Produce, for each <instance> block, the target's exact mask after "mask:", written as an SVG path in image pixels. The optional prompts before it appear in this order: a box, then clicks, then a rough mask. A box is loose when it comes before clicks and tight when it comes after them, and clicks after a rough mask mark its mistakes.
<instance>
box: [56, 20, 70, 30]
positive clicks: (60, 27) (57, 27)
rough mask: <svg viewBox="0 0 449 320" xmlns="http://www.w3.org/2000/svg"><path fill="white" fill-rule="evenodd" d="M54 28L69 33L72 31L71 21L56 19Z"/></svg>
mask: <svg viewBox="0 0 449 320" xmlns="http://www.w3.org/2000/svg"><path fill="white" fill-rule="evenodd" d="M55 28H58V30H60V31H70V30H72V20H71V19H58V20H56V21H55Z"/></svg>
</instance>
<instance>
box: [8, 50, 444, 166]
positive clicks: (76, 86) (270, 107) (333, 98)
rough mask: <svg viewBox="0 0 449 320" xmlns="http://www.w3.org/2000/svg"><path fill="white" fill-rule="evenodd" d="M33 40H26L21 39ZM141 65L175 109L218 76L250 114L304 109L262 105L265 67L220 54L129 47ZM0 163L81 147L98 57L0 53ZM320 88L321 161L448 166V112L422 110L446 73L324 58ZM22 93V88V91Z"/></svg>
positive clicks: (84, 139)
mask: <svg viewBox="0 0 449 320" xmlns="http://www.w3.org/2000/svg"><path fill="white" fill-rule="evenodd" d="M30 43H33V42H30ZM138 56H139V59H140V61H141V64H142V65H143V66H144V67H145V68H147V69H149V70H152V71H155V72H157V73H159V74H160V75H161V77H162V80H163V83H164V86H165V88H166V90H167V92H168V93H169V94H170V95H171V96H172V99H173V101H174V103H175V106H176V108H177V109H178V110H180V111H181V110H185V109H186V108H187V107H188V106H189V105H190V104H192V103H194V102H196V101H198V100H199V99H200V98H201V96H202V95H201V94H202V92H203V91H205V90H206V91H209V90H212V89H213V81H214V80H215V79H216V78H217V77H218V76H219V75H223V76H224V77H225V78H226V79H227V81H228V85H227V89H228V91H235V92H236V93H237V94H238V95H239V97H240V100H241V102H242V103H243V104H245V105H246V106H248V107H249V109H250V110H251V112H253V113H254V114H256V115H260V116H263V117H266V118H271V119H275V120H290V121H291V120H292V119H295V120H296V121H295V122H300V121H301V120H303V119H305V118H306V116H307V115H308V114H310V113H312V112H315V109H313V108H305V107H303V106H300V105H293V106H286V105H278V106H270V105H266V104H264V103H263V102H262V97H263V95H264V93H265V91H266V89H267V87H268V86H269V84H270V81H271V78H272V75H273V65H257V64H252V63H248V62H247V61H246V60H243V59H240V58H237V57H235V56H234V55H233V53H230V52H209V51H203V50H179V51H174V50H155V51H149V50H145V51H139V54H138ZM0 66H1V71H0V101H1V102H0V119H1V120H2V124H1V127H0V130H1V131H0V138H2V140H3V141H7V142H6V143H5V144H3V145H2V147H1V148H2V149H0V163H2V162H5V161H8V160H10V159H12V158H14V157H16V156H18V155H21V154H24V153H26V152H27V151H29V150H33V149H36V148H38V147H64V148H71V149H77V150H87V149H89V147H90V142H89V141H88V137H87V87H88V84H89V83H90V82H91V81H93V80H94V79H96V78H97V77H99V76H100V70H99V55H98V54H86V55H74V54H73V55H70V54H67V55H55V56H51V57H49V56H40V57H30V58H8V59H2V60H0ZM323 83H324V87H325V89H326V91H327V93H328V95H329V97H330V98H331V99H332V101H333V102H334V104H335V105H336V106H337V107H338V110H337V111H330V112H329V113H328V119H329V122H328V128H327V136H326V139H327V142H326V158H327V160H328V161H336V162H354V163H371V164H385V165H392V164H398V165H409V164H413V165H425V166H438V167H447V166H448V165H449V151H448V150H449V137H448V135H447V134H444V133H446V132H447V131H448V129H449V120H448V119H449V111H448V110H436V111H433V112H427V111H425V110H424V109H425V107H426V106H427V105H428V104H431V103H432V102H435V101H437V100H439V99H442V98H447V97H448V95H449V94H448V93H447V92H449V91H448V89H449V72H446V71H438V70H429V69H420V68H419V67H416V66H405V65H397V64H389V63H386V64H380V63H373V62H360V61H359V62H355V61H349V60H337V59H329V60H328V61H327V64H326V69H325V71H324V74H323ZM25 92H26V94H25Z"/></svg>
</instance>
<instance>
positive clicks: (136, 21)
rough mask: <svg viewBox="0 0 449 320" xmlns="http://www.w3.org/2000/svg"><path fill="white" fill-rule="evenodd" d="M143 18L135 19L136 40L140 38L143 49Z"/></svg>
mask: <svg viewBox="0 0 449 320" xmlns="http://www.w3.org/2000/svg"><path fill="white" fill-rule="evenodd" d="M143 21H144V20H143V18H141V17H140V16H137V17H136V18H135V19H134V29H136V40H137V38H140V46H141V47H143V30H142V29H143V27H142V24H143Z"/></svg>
-----
Task description >>
Lines after the one containing "positive clicks: (76, 86)" are not part of the task. Output the entries exactly from their first line through that one.

Answer for this exercise >>
Produce, for each <instance> block, the target's exact mask after "mask:", written as an SVG path in image pixels. The optional prompts before it appear in this order: a box, then clicks, then a rough mask. A box is loose when it comes before clicks and tight when it comes after them, and clicks after a rough mask mark its mistakes.
<instance>
box: [56, 20, 70, 30]
positive clicks: (60, 27) (57, 27)
rough mask: <svg viewBox="0 0 449 320" xmlns="http://www.w3.org/2000/svg"><path fill="white" fill-rule="evenodd" d="M54 28L69 33L72 31L71 21L56 19Z"/></svg>
mask: <svg viewBox="0 0 449 320" xmlns="http://www.w3.org/2000/svg"><path fill="white" fill-rule="evenodd" d="M55 28H58V30H60V31H70V30H72V20H71V19H58V20H56V21H55Z"/></svg>
</instance>
<instance>
box: [8, 50, 444, 166]
positive clicks: (76, 86) (270, 107) (333, 98)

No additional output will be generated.